» THE EXERCISE
According to the biography of Yotam Ottolenghi, what subject was his combined bachelor's and master's degree in?

» DOCUMENT SECTION
—————
Yotam Assaf Ottolenghi (born 14 December 1968) is an Israeli-born British chef, restaurateur, and food writer. He is the co-owner of seven delis and restaurants in London and the author of several bestselling cookery books, including Ottolenghi: The Cookbook (2008), Plenty (2010), Jerusalem (2012) and Simple (2018).

Biography
Yotam Ottolenghi was born to Jewish parents in Jerusalem and raised in Ramat Denya, Jerusalem, the son of Michael Ottolenghi, a chemistry professor at Hebrew University, and Ruth Ottolenghi, a high school principal. He is of Italian Jewish and German Jewish descent, and often spent his childhood summers in Italy. He has an older sister, Tirza Florentin. His younger brother, Yiftach, was killed by friendly fire in 1992 during his  military service. Ottolenghi is an Italian name, an Italianised form of Ettlingen, a town in Baden-Württemberg from which Jews were expelled in the 15th and 16th centuries; many settled in Northern Italy.

Ottolenghi was conscripted into the Israel Defence Forces in 1989, serving three years in IDF intelligence headquarters. He then studied at the Adi Lautman Interdisciplinary Programme for Outstanding Students of Tel Aviv University, where in 1997, he completed a combined bachelor's and master's degree in comparative literature; his thesis being on the philosophy of the photographic image. While working on his thesis, Ottolenghi served as a night copy editor for Haaretz. In 1997, Ottolenghi and his then partner Noam Bar moved to Amsterdam, where he edited the Hebrew section of the Dutch-Jewish weekly NIW. He later relocated to London to study French pastry cooking at Le Cordon Bleu.

Ottolenghi met his partner Karl Allen in 2000; they married in 2012 and live in Camden, London, with their two sons, born in 2013 and 2015. In 2013, Ottolenghi "came out as a gay father" in a Guardian essay that detailed the lengthy process of conceiving their first son via gestational surrogacy, an option that he believes should be more widely available to those who cannot conceive naturally.
—————
» DATASET
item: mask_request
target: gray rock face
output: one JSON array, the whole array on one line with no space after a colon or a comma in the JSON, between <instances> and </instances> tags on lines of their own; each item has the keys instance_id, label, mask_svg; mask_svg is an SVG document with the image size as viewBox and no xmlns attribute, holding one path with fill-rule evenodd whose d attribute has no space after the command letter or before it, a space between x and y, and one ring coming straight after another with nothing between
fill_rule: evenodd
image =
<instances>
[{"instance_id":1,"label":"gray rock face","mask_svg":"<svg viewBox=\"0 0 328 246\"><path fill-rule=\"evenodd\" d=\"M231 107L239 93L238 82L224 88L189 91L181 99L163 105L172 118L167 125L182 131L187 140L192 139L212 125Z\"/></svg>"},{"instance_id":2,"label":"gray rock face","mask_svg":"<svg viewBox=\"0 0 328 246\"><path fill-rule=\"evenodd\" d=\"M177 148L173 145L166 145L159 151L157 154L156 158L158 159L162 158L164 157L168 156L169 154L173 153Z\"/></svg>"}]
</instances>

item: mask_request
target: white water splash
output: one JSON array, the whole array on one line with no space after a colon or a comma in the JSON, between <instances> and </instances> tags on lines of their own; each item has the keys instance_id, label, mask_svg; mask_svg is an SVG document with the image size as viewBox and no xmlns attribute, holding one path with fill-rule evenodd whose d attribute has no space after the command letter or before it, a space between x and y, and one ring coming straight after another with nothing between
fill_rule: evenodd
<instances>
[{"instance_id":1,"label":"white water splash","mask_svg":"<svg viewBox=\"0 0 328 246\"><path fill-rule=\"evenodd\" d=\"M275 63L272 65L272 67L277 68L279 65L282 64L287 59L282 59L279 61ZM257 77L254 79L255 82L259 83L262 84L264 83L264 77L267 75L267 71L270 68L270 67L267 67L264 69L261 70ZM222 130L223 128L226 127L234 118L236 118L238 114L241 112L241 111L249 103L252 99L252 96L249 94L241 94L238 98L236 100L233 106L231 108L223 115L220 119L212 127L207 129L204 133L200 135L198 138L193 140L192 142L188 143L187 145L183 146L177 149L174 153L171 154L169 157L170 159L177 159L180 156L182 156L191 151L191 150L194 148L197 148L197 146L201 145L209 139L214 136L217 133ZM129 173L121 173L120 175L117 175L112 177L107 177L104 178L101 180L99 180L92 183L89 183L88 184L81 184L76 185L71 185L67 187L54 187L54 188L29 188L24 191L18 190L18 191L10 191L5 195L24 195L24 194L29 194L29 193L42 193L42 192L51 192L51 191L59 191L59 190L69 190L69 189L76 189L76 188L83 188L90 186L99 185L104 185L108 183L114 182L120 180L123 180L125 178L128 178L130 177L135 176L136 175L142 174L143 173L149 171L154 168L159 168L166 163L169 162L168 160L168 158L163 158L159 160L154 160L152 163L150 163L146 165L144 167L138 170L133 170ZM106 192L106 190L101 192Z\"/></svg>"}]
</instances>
—————
» EXERCISE SOLUTION
Comparative literature.